Excerpted text:

One woman in the film sold rabbits "for pets or food", fondly stroking a bunny one minute and then whacking it over the head and skinning it the next - all in the name of an extra $10 or $15 a week. Because of the soaring crime rate, the city opened a new state-of-the-art prison, whose inauguration the Flint elite celebrated with a $100-a-head fancy dress "jailhouse rock" party, complete with finger-printing and an overnight stint in the cells.

At the time the film was made, Money magazine nominated Flint the 300th most desirable city in the United States - in a list of 300. Three years ago, though, it had climbed to 49th place. This was not through any act of munificence from General Motors; on the contrary, the forecast is that 11,000 more GM jobs might go in the next decade or so.

What Flint has done is to focus its resources on other areas, notably health and education. There are no fewer than four universities and colleges in town, with a student population (30,000) larger than Princeton's. Mayor Stanley's hope is to help the younger generation find new career paths through education, while at the same time offering Flint a major economic prop.

Questions to answer:
1. From the passage about Flint, copy the words from "At the time" up to and including "decade or so.".
2. According to the passage about Flint, where did Money magazine rank Flint at the time the film was made?
3. Please continue the passage about Flint from where it stops.

[Saved entries]

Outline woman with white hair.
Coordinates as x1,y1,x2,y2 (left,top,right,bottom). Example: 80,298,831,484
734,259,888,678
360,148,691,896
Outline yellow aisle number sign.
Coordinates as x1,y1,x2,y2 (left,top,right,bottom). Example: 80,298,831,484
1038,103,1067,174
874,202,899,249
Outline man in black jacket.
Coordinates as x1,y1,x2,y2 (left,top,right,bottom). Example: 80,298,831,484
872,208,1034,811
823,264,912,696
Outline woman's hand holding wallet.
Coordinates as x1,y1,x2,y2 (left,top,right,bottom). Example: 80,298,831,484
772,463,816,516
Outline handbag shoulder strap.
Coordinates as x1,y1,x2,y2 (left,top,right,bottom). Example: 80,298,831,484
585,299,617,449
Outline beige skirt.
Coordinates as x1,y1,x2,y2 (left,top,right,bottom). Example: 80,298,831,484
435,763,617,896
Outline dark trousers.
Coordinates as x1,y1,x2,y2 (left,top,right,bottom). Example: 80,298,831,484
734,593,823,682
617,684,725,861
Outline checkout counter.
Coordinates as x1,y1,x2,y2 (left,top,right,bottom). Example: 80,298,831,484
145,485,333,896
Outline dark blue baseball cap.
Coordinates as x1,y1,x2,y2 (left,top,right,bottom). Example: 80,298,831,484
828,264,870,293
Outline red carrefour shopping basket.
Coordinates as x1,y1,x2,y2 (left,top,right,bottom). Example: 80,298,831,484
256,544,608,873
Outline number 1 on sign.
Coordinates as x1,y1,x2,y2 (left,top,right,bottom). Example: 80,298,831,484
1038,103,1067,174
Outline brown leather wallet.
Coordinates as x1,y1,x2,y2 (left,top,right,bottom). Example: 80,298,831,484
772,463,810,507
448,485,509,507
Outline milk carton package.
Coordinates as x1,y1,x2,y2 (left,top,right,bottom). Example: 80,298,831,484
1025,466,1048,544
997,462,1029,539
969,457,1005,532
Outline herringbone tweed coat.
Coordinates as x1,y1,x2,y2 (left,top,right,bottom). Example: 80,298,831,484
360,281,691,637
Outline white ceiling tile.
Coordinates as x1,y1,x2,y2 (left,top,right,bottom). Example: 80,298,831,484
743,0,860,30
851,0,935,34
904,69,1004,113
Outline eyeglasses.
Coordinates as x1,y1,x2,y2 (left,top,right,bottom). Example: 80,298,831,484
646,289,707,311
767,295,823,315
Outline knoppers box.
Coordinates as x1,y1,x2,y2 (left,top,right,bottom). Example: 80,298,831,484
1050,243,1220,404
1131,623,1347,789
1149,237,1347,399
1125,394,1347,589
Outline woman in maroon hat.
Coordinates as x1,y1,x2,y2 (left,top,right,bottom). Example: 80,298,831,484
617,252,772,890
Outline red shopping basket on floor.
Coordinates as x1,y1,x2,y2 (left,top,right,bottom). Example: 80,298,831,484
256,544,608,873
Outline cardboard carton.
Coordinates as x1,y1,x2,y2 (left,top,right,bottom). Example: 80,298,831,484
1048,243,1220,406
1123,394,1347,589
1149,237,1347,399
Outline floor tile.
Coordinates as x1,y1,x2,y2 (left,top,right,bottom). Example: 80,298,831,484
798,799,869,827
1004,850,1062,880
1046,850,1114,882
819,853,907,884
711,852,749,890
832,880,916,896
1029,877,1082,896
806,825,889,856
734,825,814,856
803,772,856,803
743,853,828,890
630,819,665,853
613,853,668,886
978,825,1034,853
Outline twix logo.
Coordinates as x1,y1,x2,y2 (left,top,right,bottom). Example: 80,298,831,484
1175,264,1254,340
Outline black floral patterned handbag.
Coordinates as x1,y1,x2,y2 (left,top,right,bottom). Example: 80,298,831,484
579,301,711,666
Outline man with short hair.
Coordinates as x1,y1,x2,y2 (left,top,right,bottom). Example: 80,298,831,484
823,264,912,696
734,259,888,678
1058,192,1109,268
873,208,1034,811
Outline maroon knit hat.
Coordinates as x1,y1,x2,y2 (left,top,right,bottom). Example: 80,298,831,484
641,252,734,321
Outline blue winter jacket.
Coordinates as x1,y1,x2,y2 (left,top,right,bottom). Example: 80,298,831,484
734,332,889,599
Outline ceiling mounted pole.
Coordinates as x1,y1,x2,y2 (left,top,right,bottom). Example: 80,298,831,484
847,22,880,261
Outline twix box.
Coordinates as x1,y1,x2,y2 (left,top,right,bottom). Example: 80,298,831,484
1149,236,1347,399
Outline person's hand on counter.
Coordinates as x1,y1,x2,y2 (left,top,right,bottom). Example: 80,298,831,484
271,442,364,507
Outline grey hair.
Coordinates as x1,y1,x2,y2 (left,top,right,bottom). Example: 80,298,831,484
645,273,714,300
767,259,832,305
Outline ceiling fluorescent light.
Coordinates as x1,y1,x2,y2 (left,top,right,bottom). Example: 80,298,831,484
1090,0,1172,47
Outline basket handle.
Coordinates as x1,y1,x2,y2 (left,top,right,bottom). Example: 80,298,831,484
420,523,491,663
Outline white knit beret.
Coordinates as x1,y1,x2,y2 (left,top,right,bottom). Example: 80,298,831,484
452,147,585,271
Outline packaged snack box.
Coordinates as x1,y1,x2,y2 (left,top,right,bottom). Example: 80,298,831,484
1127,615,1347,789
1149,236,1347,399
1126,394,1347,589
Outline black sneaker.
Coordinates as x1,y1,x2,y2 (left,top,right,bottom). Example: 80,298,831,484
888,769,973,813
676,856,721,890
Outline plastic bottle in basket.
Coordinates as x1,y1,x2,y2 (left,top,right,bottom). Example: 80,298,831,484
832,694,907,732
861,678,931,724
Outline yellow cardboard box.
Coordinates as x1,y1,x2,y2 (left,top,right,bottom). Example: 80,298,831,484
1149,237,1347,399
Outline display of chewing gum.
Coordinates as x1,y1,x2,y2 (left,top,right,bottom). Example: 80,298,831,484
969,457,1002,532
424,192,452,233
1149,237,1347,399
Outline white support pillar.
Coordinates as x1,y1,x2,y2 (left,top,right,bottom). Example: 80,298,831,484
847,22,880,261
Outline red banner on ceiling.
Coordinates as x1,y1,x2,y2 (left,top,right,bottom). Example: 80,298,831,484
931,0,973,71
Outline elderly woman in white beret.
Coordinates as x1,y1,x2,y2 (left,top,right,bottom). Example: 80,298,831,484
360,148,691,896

Answers by item number:
1.
At the time the film was made, Money magazine nominated Flint the 300th most desirable city in the United States - in a list of 300. Three years ago, though, it had climbed to 49th place. This was not through any act of munificence from General Motors; on the contrary, the forecast is that 11,000 more GM jobs might go in the next decade or so.

2. 300th most desirable city in the United States, in a list of 300.

3.
Flint is also an easy commute to the affluent north-western suburbs of Detroit, and relatively low house prices have made its outskirts a fashionable boom zone for residential housing, complemented by the inevitable large shopping malls, golf courses and other recreational facilities. With the US economy booming, real estate has more than offset the troubled automotive sector. Unemployment, now at 5.4 per cent, is barely above the national average.

That does not diminish the enormous psychological impact of GM's job- slashing policies on the remaining 33,000 auto workers. Flint remains militantly unionised and often resentful. Signs outside union halls proclaim that foreign cars are strictly prohibited, and the unfortunate owners of Hondas and Toyotas live in fear of their vehicles being smashed up or shot full of bullet holes.

The drab greys and browns of downtown (now euphemistically renamed "central city") and the adjoining industrial zone where creaky old plants still in operation - just - sit alongside their demolished sister structures, are like the hole at the centre of a doughnut, just empty space of ever diminishing relevance. GM still accounts for 60 per cent of Flint's economy, but that statistic feels like a millstone, not a cause for relief.

Part of downtown's problem has been gross mismanagement. In the 1980s, when anyone with the wherewithal was fleeing the city, Flint cooked up a crazy scheme to sponsor a luxury hotel, complete with high atrium, fountains and first-class room service. Nobody stayed in it, of course.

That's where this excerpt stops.